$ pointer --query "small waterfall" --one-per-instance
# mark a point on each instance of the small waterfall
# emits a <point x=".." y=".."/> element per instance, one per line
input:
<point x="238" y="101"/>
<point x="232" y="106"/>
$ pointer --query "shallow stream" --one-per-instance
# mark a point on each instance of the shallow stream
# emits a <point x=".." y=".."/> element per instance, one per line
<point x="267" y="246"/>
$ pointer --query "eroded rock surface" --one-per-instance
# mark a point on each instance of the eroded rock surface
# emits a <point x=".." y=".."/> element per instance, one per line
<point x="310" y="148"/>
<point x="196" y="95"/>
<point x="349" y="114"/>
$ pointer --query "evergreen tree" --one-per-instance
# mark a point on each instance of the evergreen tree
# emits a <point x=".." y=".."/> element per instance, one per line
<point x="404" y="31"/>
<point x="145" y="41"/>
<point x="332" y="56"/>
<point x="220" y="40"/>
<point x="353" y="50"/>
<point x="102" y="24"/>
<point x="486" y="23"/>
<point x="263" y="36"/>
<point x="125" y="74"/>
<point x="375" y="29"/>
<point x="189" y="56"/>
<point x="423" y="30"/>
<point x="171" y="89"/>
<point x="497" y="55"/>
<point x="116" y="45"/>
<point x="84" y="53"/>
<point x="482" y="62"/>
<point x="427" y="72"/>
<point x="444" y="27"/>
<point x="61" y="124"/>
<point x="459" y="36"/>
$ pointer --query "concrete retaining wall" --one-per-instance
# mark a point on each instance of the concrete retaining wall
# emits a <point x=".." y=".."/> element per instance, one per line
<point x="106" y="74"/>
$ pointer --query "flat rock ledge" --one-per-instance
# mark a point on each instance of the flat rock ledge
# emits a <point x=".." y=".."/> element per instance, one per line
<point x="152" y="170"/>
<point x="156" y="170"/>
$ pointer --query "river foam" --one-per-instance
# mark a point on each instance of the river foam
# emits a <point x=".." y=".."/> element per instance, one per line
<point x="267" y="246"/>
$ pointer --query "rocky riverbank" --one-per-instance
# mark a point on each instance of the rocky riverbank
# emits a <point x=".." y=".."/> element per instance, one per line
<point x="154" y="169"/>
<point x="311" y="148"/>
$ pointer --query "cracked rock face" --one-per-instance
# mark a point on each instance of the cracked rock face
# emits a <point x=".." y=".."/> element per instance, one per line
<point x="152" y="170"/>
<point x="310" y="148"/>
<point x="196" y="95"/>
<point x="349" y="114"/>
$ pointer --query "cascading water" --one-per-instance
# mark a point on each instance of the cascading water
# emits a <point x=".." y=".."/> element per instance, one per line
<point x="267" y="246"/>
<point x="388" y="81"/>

+ + + +

## Direction
Copy out each line of the material above that contains the string "pointer", matching case exactly.

## Solution to the exercise
$ pointer --query "small waterfall" --one-per-instance
$ pointer --query "shallow stream" --one-per-instance
$ pointer --query "eroded rock surface" --one-per-instance
$ pointer --query "evergreen tree" --one-per-instance
$ pointer --query "concrete retaining wall" --one-per-instance
$ pointer --query "flat rock ledge" --one-per-instance
$ pointer --query "river foam" --one-per-instance
$ pointer --query "rocky riverbank" --one-per-instance
$ pointer --query "cracked rock face" --one-per-instance
$ pointer --query "cascading water" --one-per-instance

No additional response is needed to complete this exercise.